REQUIRED TASK ▸
Can you retype, unchanged, everything from the line containing "Note: indicate the asphalt" down to and including the line containing "<point>837,499</point>"?

RECORDS TO PROCESS ▸
* * *
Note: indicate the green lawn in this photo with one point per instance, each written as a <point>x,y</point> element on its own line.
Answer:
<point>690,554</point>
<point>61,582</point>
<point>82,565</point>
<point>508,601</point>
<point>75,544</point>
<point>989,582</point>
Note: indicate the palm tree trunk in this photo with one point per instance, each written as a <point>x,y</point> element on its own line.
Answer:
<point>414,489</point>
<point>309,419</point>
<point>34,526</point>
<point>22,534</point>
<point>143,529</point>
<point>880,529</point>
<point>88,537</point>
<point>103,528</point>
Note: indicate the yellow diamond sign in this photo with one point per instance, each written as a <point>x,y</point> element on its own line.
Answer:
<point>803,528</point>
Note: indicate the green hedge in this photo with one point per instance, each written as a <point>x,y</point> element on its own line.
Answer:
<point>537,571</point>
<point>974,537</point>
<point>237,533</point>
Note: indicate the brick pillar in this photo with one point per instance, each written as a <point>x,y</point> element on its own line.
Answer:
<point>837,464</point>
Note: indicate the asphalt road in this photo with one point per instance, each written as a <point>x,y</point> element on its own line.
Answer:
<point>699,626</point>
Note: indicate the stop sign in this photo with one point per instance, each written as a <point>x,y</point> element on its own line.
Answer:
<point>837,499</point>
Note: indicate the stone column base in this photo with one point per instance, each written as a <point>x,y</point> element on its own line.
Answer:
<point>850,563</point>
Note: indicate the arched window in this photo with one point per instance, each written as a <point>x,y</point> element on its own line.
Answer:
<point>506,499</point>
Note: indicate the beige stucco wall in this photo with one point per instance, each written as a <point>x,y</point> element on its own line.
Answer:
* * *
SOLUTION FOR THIS EXERCISE ▸
Note: indicate the asphalt road in this photo with one point per instance, each written as a <point>x,y</point> element on its own line.
Answer:
<point>699,626</point>
Note: indicate the stop sign in this photo with one point per instance, each written as a <point>x,y</point> element on its own line.
Answer:
<point>837,499</point>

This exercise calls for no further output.